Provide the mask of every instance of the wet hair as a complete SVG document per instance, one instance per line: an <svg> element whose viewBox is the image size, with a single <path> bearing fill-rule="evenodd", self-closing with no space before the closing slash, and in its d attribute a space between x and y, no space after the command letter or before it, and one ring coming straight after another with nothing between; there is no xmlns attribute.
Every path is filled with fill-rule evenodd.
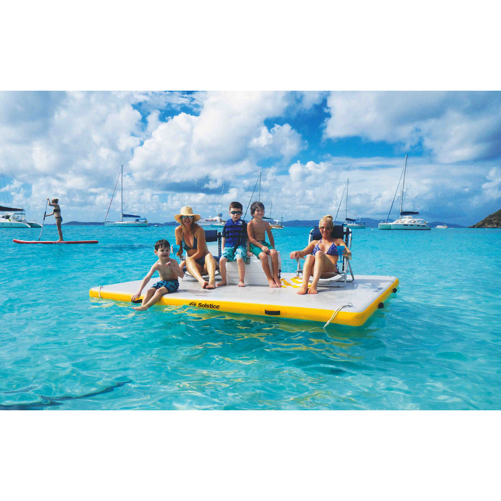
<svg viewBox="0 0 501 501"><path fill-rule="evenodd" d="M258 207L260 207L263 210L265 210L265 206L261 202L253 202L252 205L250 206L250 215L254 215L254 212L256 212L256 209Z"/></svg>
<svg viewBox="0 0 501 501"><path fill-rule="evenodd" d="M318 222L318 227L320 228L322 223L327 223L331 227L331 229L334 229L334 222L332 220L332 216L330 214L328 215L324 216Z"/></svg>
<svg viewBox="0 0 501 501"><path fill-rule="evenodd" d="M158 250L160 247L165 247L170 249L170 244L169 243L168 240L166 240L165 238L162 238L161 240L159 240L158 241L155 242L155 250Z"/></svg>
<svg viewBox="0 0 501 501"><path fill-rule="evenodd" d="M239 202L232 202L229 204L229 209L231 210L231 207L234 209L238 209L238 210L243 210L243 207L242 206L242 204Z"/></svg>

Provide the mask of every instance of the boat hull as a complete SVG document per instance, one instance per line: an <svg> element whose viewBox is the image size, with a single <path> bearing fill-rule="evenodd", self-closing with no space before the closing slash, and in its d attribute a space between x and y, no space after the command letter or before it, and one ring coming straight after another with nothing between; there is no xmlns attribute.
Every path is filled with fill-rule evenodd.
<svg viewBox="0 0 501 501"><path fill-rule="evenodd" d="M431 228L427 224L416 224L412 223L379 223L379 229L414 229L428 230Z"/></svg>
<svg viewBox="0 0 501 501"><path fill-rule="evenodd" d="M104 225L107 227L117 228L145 228L148 227L148 223L137 221L117 221L115 222L110 222L107 221Z"/></svg>

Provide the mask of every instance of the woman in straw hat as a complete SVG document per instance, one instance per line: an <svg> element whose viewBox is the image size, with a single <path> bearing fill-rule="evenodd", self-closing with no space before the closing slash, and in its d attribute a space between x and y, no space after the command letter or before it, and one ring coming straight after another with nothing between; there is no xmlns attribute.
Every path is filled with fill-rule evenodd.
<svg viewBox="0 0 501 501"><path fill-rule="evenodd" d="M182 255L184 249L188 272L198 281L203 289L214 289L216 260L207 248L203 228L196 224L200 214L193 214L191 207L182 207L174 218L179 223L174 232L176 243L179 246L177 255ZM202 273L208 274L208 282L202 278Z"/></svg>

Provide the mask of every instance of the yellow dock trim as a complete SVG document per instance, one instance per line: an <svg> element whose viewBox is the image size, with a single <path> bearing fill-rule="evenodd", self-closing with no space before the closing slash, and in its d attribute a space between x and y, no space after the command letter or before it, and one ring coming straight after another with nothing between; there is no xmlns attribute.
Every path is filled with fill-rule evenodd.
<svg viewBox="0 0 501 501"><path fill-rule="evenodd" d="M294 283L295 281L291 279L282 280L283 288L299 287ZM387 284L388 282L386 282ZM385 301L392 293L394 289L398 285L398 280L394 281L389 287L381 288L380 294L378 294L376 299L362 311L350 311L349 308L341 309L332 320L332 323L343 325L357 327L363 325L369 317L377 309L380 303ZM92 298L102 298L111 299L116 301L130 303L131 294L130 292L118 292L107 290L104 287L94 287L89 291ZM338 291L342 291L338 289ZM374 291L376 292L376 291ZM291 291L292 292L292 291ZM270 317L273 318L287 318L299 320L309 320L325 323L332 317L335 308L332 310L311 308L307 306L295 306L290 305L278 304L280 298L277 298L277 304L272 304L264 303L251 303L238 301L227 301L218 299L216 297L211 298L207 296L206 299L199 297L199 295L192 294L192 297L186 297L189 291L178 291L174 294L165 294L162 296L157 304L166 306L187 306L199 308L211 311L221 311L229 313L243 315L257 315L261 317ZM342 294L342 292L338 294ZM374 296L373 296L374 297ZM262 300L263 299L262 297ZM371 298L372 299L372 298ZM348 300L347 300L348 301Z"/></svg>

○ ○ ○ ○

■ **What to produce**
Render the lines from the start of the records up to and including the line with "250L160 247L165 247L170" as a two-column CSV with columns named instruction and mask, one row per request, putting its text and its answer each in a single quoted field with line breaks replaced by spaces and leaving the pictures out.

■ **Result of this exercise**
instruction,mask
"Provide the mask of every instance of the wet hair as a complete SVG document per instance, one instance per line: an <svg> element whose viewBox is the image size, with a single <path> bearing fill-rule=""evenodd"", self-closing with no space before the closing slash, and in its d attribute a space between x and y, no space after the command letter or before it, and one ring coming straight after another with nothing between; there is no xmlns attribute. Every path is filled with fill-rule evenodd.","<svg viewBox=""0 0 501 501""><path fill-rule=""evenodd"" d=""M258 207L260 207L263 210L265 210L265 206L261 202L253 202L252 205L250 206L250 215L254 215L254 212L256 212L256 209Z""/></svg> <svg viewBox=""0 0 501 501""><path fill-rule=""evenodd"" d=""M318 222L318 227L320 228L322 223L327 223L331 227L331 229L334 229L334 222L332 220L332 216L330 214L328 215L324 216Z""/></svg> <svg viewBox=""0 0 501 501""><path fill-rule=""evenodd"" d=""M158 250L160 247L165 247L170 249L170 244L169 243L168 240L166 240L165 238L162 238L161 240L159 240L158 241L155 242L155 250Z""/></svg>"